------ DOKUMENTAUSZUG ------
Euronews: Zu dem, was sie nicht gesagt hat. Nämlich, ob sie für eine zweite Amtszeit im nächsten Jahr antritt. Hat sie hier eine Gelegenheit verpasst?

Kirkegaard: Nein, das glaube ich nicht. Ich denke, es ist ziemlich klar, dass sie für eine weitere Amtszeit kandidieren wird. Es war sehr schwierig für mich, diese Rede nicht als eine Wahlkampfrede zu betrachten. Sie war Teil ihrer Kampagne. Sie hat einer Reihe von Mitgliedstaaten versprochen, sich um sie zu kümmern und sie vor den Folgen des Green Deals, dem Aufstieg Chinas und den Herausforderungen für den Agrarsektor zu schützen. Also, nein, ich glaube nicht, dass sie sagen oder unterstreichen oder explizit machen musste, dass sie kandidiert. Ich glaube aber, dass sie es tut. Und der politische Inhalt ihrer Rede hat das meiner Meinung nach auch sehr deutlich gemacht.
------
* IHRE AUFGABEN
A – Beantworten Sie anhand des Interviewausschnitts:
(i) Was hat sie laut der Frage von Euronews nicht gesagt?
(ii) Vor den Folgen welcher drei Dinge hat sie laut Kirkegaard einer Reihe von Mitgliedstaaten Schutz versprochen?
(iii) Was hat nach Kirkegaards Meinung sehr deutlich gemacht, dass sie kandidiert?
B – Geben Sie den Interviewausschnitt wortgetreu wieder, von „Euronews: Zu dem, was“ bis „eine Gelegenheit verpasst?“, beide Stellen eingeschlossen.
C – Schreiben Sie den Interviewausschnitt über die Rede und eine mögliche zweite Amtszeit weiter, beginnend nach seinem letzten Satz.
Die Einträge haben mit dem Interviewausschnitt nichts zu tun.
------ AUSZÜGE AUS DATENSÄTZEN ------
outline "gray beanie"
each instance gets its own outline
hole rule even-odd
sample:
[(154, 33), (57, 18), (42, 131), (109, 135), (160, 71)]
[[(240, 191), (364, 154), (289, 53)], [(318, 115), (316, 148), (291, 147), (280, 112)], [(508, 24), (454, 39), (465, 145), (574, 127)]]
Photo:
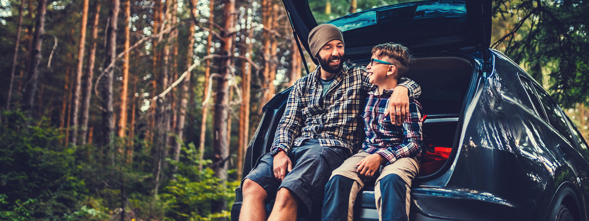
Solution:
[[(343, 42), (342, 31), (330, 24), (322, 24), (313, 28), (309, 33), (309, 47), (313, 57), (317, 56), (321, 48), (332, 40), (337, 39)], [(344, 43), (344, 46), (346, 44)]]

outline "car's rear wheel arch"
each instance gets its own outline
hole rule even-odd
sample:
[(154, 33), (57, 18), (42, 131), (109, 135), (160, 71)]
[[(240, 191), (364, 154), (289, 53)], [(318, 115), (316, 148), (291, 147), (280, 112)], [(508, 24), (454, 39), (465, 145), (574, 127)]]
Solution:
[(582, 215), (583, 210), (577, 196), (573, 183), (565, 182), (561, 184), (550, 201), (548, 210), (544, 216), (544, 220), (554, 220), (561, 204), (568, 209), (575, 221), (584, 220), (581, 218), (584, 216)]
------
------ AUSZÜGE AUS DATENSÄTZEN ------
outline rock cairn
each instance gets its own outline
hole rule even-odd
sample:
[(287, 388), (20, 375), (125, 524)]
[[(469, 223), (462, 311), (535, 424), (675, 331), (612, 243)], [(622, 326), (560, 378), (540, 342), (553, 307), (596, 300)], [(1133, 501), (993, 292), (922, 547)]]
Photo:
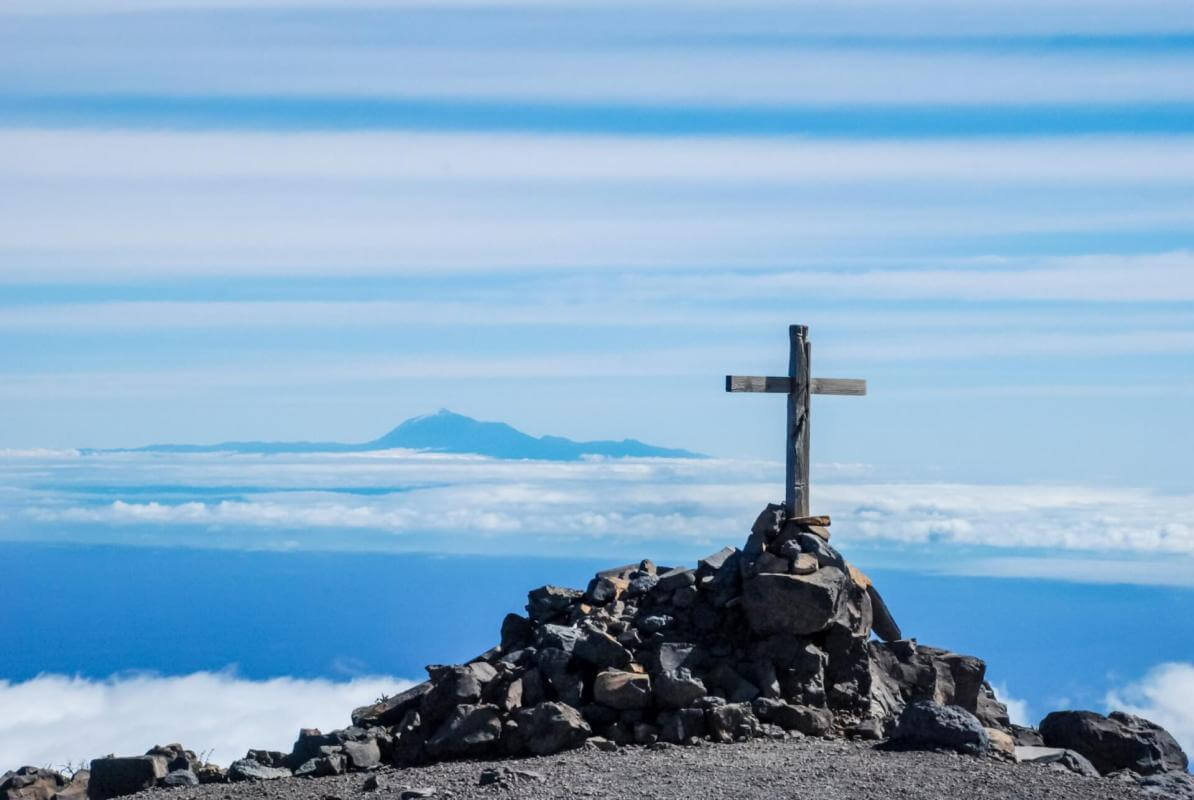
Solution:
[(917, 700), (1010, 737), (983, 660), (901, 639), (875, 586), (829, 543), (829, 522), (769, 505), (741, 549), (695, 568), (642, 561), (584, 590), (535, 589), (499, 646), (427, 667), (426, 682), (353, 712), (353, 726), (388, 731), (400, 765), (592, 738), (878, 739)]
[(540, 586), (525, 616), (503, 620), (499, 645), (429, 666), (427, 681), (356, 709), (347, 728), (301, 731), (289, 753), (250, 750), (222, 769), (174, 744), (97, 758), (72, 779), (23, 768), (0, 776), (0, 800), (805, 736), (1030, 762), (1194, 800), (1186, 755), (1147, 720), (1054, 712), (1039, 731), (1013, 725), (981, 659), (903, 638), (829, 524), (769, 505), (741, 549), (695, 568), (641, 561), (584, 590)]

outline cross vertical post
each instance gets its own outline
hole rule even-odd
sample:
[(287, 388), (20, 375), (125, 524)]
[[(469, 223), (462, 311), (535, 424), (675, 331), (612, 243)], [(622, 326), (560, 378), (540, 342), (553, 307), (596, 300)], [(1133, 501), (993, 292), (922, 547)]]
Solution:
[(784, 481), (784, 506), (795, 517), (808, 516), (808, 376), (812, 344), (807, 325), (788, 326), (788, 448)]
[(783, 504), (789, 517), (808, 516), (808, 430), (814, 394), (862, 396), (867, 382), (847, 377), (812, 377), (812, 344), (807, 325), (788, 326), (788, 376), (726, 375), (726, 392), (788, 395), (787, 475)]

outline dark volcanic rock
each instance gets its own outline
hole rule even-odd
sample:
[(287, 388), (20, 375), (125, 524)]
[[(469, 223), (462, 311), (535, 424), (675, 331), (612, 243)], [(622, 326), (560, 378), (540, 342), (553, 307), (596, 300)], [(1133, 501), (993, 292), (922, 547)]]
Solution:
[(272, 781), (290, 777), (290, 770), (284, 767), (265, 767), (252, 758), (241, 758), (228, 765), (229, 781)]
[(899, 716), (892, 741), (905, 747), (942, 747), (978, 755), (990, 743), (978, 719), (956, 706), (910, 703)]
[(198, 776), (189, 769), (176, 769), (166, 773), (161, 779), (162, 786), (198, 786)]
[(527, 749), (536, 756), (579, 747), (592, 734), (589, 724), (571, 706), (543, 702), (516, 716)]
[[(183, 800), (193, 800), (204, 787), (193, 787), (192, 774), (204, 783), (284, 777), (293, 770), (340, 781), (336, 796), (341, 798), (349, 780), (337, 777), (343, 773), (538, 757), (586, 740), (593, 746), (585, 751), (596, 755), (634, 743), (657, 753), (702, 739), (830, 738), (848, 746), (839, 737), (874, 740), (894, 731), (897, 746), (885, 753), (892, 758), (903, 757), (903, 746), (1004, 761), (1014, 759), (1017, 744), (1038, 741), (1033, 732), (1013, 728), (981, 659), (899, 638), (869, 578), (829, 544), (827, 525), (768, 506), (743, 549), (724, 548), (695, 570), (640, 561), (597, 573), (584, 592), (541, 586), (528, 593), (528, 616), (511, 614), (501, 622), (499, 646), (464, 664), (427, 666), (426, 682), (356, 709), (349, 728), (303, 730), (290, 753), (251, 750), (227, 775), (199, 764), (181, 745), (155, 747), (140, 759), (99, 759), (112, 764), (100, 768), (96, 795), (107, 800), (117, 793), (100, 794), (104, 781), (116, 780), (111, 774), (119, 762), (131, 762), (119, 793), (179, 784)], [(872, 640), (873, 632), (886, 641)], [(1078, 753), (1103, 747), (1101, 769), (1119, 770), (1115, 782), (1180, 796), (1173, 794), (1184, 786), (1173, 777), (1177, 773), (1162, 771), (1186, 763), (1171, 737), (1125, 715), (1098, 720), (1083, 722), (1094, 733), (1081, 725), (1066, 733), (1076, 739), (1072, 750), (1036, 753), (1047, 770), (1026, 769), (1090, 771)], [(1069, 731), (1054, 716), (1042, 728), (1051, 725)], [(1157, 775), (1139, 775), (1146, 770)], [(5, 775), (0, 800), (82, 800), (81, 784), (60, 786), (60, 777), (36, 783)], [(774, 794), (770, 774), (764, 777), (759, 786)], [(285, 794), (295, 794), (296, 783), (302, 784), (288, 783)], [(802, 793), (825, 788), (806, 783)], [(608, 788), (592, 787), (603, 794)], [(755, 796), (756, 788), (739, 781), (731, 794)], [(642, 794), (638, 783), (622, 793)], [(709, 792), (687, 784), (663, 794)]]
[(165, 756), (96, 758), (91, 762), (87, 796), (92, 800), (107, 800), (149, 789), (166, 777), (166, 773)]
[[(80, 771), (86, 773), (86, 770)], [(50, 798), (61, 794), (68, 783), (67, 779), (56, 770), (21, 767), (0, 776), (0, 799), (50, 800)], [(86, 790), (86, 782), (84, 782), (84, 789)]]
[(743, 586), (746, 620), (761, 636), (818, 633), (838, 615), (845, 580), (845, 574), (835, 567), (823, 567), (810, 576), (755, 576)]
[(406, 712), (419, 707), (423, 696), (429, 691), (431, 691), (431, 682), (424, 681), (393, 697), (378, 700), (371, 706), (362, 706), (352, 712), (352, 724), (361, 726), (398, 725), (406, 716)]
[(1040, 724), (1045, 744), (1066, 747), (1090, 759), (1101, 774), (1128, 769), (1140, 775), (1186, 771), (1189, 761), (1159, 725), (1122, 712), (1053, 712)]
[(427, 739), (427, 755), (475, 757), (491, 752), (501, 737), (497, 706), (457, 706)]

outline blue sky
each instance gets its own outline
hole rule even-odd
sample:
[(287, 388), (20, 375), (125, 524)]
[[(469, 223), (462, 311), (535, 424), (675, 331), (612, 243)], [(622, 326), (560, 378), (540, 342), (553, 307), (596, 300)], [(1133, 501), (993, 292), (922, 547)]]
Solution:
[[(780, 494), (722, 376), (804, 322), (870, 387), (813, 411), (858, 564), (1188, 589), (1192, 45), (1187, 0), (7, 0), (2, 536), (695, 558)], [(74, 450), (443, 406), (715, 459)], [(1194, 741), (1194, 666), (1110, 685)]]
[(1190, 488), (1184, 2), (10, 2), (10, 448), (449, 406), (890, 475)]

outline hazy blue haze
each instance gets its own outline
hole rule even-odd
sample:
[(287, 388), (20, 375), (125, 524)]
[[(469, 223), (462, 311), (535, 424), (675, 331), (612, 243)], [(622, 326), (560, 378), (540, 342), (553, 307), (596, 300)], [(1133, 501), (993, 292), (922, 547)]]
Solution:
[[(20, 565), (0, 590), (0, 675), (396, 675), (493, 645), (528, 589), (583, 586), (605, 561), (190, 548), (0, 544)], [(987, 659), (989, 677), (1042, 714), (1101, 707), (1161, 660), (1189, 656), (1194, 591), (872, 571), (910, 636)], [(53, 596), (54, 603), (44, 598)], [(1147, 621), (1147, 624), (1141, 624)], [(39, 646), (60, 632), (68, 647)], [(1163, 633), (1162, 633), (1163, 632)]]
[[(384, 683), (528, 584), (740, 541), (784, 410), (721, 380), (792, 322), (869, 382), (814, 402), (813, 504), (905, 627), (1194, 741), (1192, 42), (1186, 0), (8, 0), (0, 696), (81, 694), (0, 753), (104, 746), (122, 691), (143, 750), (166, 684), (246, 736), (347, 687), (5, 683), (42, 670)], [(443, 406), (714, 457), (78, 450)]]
------
* ERGEBNISSE JE AUFGABE
A –
(i) Ob sie für eine zweite Amtszeit im nächsten Jahr antritt.
(ii) Vor den Folgen des Green Deals, dem Aufstieg Chinas und den Herausforderungen für den Agrarsektor.
(iii) Der politische Inhalt ihrer Rede.

B –
Euronews: Zu dem, was sie nicht gesagt hat. Nämlich, ob sie für eine zweite Amtszeit im nächsten Jahr antritt. Hat sie hier eine Gelegenheit verpasst?

C –
Euronews: Was geschieht jetzt? Wird sie sich bald erklären oder bis zur letzten Minute warten?

Kirkegaard: Im Europäischen Parlament könnte sie auf eine sehr, sehr knappe Mehrheit stoßen. Selbst wenn sie von den EU-Mitgliedsstaaten bestätigt wird, was ich zum jetzigen Zeitpunkt als fast schon eine Formalität betrachte, braucht sie nicht nur eine Mehrheit im Europäischen Parlament für ihre Person, sondern auch sozusagen eine von-der-Leyen-Arbeitsmehrheit, um in der Lage zu sein, viele ihrer Gesetzgebungsvorschläge oder die der Kommission zu verabschieden.